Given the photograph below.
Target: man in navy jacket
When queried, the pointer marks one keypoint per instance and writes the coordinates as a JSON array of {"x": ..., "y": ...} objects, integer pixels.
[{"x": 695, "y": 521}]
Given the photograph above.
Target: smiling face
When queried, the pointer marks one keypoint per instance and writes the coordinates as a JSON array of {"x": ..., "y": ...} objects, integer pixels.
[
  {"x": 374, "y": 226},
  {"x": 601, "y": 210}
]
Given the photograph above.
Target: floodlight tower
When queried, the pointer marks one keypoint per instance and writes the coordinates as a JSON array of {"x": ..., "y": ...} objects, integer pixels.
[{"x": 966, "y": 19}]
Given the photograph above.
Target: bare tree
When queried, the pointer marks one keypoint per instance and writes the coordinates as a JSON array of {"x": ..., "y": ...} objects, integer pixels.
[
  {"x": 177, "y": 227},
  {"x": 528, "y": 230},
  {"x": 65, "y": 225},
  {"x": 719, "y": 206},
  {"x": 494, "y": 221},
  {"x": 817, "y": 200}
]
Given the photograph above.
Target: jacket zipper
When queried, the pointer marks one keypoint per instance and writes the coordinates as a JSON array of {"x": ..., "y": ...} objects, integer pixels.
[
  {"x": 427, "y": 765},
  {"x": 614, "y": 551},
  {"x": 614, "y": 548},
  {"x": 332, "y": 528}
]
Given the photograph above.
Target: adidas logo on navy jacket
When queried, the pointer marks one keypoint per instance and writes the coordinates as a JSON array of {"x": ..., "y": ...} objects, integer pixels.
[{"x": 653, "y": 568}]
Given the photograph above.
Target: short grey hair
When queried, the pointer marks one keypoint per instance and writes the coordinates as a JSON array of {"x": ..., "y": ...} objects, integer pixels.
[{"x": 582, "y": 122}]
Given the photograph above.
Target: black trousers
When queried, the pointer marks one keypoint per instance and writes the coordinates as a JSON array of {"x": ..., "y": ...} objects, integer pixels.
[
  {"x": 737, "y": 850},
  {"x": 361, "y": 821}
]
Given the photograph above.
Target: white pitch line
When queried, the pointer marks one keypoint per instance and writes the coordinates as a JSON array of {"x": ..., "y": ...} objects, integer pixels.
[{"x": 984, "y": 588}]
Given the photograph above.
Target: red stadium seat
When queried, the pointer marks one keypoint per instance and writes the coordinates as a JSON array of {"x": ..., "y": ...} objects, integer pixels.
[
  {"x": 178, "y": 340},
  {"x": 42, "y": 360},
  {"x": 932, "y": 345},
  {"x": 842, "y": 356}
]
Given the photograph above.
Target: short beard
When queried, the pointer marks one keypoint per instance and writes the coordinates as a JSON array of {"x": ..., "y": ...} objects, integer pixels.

____________

Select every line of the items above that contains the string "navy", and copy each one out. Matching is case-sensitive.

# OUTPUT:
Target: man in navy jacket
Target: adidas logo on navy jacket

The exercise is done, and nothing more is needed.